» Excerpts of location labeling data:

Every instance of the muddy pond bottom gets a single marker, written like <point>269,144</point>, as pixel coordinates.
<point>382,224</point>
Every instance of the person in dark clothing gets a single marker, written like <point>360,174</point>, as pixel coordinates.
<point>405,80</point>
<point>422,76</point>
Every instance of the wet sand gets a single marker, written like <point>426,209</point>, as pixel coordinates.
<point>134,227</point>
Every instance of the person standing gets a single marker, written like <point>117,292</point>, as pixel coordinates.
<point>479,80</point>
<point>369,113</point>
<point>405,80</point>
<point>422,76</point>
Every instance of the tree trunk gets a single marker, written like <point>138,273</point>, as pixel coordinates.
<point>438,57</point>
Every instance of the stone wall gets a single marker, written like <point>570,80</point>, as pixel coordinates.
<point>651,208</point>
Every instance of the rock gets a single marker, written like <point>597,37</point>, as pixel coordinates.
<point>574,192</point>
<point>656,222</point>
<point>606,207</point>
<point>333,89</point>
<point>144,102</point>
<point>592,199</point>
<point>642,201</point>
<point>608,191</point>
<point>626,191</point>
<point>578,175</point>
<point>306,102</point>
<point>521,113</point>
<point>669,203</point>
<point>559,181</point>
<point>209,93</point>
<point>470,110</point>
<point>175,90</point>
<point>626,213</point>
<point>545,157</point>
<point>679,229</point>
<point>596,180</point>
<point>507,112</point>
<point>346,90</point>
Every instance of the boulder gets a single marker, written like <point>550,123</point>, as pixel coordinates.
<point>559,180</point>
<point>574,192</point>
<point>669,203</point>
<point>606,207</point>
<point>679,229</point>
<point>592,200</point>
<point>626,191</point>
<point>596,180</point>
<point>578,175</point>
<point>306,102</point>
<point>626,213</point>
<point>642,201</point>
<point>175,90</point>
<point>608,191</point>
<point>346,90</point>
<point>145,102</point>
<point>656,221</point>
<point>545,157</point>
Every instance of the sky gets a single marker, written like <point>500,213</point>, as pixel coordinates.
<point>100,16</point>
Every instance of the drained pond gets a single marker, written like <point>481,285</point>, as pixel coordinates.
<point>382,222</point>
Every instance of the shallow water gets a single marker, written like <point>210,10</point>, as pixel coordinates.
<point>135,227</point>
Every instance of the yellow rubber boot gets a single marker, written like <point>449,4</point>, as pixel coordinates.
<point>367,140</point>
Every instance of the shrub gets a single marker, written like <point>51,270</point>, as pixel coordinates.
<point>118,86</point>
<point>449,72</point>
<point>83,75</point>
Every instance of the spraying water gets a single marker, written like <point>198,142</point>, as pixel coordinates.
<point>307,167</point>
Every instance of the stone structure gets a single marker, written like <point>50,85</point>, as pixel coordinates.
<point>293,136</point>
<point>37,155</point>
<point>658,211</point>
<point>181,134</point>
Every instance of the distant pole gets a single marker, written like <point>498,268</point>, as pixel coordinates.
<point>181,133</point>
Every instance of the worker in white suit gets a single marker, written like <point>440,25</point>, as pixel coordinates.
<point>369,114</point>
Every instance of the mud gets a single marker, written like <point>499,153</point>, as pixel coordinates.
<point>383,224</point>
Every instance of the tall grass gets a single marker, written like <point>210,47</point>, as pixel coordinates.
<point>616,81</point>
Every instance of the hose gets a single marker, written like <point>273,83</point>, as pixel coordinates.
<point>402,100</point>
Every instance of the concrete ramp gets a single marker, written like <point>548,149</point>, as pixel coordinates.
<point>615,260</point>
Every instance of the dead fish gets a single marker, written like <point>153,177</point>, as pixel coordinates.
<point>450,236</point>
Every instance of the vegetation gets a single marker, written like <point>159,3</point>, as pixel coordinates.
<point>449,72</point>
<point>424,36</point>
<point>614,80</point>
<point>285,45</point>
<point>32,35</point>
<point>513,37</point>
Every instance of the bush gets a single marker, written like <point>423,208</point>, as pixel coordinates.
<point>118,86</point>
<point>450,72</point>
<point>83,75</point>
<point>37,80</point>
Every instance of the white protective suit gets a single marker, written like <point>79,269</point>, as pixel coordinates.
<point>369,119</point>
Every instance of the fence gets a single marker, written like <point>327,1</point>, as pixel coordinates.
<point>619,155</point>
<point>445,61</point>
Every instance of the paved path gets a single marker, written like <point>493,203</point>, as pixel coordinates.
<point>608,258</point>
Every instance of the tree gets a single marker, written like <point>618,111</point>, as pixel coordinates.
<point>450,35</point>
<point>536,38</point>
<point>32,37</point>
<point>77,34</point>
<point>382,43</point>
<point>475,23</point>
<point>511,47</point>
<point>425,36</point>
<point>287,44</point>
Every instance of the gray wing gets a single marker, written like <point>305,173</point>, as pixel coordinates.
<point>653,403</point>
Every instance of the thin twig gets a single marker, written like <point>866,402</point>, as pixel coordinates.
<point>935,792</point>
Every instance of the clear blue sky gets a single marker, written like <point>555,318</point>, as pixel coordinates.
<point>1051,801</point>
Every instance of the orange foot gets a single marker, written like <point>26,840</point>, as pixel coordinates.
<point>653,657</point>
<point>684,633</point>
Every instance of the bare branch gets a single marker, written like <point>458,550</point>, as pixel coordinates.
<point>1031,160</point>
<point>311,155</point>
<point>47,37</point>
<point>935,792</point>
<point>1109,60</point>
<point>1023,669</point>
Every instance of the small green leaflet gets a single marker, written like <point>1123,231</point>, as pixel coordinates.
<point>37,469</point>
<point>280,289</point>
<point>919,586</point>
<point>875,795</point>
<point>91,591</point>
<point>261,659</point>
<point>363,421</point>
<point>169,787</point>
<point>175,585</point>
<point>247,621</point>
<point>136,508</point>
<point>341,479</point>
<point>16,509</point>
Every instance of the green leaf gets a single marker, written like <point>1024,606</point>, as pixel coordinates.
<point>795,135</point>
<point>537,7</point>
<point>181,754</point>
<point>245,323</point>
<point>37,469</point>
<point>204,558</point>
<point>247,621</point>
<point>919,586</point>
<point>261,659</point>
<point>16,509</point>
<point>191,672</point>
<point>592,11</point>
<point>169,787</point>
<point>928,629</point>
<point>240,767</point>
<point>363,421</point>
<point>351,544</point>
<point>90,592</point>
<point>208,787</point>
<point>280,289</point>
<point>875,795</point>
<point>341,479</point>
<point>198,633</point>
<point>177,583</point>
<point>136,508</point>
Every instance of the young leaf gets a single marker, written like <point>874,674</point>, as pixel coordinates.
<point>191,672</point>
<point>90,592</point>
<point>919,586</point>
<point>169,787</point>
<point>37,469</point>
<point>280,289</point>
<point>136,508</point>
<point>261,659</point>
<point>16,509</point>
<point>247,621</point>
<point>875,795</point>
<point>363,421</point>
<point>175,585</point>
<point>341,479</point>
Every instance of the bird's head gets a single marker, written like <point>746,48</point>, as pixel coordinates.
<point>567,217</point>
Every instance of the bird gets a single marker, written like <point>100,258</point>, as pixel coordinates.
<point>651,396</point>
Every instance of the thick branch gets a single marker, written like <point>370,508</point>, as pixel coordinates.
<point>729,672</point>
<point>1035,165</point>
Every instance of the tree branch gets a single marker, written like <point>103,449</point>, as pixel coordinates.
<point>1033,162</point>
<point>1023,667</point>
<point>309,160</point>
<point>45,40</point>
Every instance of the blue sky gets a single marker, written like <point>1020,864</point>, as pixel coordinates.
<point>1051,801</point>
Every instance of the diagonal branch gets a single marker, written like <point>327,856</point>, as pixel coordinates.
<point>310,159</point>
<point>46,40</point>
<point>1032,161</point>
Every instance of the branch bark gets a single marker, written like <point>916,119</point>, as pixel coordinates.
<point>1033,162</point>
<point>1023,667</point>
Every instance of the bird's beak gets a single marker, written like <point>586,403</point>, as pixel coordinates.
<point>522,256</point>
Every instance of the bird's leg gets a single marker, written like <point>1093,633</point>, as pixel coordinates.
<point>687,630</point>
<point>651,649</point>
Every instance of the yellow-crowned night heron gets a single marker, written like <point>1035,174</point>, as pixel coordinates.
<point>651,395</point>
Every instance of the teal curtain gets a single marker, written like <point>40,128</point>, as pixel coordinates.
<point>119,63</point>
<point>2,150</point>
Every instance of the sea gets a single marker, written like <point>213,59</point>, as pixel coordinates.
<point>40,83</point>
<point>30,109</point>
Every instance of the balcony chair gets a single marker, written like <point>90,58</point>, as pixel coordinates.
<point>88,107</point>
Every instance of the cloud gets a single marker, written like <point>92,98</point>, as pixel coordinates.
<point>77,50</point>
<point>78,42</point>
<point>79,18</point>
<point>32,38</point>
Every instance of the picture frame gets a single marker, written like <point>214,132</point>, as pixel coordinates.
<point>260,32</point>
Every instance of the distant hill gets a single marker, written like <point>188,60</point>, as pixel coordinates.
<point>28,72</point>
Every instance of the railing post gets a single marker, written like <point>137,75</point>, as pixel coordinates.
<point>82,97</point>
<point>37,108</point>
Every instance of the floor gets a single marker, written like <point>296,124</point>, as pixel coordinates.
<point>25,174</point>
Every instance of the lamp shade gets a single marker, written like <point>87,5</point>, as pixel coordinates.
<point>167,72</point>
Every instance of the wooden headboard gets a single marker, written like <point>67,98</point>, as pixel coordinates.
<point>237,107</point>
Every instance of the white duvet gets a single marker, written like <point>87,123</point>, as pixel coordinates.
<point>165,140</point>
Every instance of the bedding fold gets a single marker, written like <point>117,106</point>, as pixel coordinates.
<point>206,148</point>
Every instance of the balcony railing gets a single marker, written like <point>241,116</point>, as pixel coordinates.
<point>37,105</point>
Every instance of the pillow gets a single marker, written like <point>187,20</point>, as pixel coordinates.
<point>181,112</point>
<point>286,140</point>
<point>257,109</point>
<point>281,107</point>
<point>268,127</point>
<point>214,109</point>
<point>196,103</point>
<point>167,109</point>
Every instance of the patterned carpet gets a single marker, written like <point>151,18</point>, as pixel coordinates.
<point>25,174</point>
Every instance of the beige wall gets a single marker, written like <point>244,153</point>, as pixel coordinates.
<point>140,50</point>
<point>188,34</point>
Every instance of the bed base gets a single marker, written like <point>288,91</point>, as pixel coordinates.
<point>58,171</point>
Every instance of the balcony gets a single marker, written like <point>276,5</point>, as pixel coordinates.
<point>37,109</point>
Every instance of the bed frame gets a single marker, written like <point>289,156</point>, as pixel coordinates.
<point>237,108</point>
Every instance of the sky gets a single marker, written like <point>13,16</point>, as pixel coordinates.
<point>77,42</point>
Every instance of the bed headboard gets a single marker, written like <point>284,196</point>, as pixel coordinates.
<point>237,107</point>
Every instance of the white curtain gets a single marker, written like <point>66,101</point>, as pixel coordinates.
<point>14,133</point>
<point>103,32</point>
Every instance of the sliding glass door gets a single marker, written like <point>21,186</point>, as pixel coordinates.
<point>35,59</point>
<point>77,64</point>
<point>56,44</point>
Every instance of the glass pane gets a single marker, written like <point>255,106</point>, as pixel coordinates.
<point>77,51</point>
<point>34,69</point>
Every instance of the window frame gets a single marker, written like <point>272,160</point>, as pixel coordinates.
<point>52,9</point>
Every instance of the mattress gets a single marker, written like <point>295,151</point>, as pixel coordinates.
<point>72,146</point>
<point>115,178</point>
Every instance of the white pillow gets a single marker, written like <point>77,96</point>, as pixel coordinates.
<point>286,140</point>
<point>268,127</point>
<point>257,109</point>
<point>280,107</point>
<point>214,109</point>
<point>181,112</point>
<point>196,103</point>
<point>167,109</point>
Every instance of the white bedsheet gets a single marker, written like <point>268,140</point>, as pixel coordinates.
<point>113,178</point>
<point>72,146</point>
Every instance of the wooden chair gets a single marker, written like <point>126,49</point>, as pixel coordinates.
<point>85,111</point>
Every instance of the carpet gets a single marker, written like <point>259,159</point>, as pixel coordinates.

» EXERCISE TASK:
Arrange the lines of the records from the one containing "Every instance of the sliding" through the one containing "<point>56,44</point>", both included, as a Markdown table with the columns Row and Line. Leave out any blank lines.

» TASK SOLUTION:
| Row | Line |
|---|---|
| 1 | Every instance of the sliding glass door gets a single marker, written like <point>21,186</point>, as pixel coordinates. |
| 2 | <point>35,59</point> |
| 3 | <point>77,64</point> |
| 4 | <point>56,44</point> |